Obiettivo 1: Secondo la sezione di testo, quante posizioni si possono assumere nei riguardi della «guerra tra procure»?
Obiettivo 2: Spiega per quale motivo la sezione di testo scarta l'approccio che consiste nello schierarsi con una delle due fazioni.
Obiettivo 3: Traduci in inglese la frase della sezione di testo «Ovviamente un approccio del genere non può fornire risposte immediate.»

Sezione di testo:
--*--

Nei riguardi della “guerra tra procure” ( http://www.repubblica.it/2008/12/sezioni/cronaca/de-magistris/mancino-csm/mancino-csm.html ) si possono assumere due posizioni.
La prima è quella di schierarsi con una delle due fazioni e “fare il “tifo” cercando di giustificare e nobilitare l’una o l’altra. Questo tipo di approccio non ci interessa. Troppo superficiale, settario e legato ai luoghi comuni della politica italiana.
La seconda posizione è quella di andare oltre le polemiche, cercando di capire “il funzionamento” dal punto di vista sociologico, della divisione dei poteri, e in particolare della magistratura. Invitando il lettore a riflettere su questioni più profonde che i cosiddetti giochi di potere del teatrino politico-giudiziario-mediatico.
Ovviamente un approccio del genere non può fornire risposte immediate. Ma aiuta a capire le ragioni profonde di una crisi che va ben al di là delle questioni contingenti. Ma veniamo al punto.

--*--

Materiale estratto:
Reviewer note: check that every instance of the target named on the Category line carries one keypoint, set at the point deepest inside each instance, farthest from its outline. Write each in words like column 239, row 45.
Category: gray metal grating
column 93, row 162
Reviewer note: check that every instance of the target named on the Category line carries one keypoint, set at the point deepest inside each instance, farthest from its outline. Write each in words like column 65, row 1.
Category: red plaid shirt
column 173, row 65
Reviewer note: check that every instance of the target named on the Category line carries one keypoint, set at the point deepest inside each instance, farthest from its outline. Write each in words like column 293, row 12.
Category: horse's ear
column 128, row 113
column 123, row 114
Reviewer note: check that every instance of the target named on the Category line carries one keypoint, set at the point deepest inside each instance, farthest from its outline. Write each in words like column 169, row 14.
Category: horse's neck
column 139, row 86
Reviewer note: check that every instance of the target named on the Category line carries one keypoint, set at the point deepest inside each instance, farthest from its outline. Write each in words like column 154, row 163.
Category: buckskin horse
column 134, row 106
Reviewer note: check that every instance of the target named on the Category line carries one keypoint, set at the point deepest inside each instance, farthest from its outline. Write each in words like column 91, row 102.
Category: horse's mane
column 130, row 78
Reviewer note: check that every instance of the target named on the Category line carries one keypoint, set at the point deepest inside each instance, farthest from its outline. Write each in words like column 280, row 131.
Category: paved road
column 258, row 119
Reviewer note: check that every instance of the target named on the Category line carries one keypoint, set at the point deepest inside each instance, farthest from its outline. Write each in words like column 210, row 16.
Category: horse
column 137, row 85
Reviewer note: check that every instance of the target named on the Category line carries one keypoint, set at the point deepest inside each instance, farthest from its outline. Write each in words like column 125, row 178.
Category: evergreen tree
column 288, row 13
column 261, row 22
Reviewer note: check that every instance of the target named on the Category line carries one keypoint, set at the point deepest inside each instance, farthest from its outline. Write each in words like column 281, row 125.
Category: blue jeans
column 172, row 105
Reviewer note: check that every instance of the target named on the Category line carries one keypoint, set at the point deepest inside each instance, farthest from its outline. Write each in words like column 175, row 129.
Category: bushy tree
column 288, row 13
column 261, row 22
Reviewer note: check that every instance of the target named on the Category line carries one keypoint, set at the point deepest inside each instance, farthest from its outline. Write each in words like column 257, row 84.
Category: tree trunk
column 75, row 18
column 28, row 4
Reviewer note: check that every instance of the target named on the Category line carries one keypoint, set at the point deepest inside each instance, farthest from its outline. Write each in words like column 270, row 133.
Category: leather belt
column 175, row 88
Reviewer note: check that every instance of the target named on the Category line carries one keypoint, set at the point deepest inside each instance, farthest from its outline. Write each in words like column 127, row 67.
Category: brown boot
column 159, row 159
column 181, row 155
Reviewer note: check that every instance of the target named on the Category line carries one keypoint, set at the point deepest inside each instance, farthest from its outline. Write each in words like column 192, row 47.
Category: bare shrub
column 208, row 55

--*--

Risposta 1: Si possono assumere due posizioni.

Risposta 2: Questo approccio consiste nel «fare il tifo» per una fazione, cercando di giustificarla e nobilitarla. Viene scartato perché è ritenuto troppo superficiale, settario e legato ai luoghi comuni della politica italiana.

Risposta 3: Obviously, an approach of this kind cannot provide immediate answers.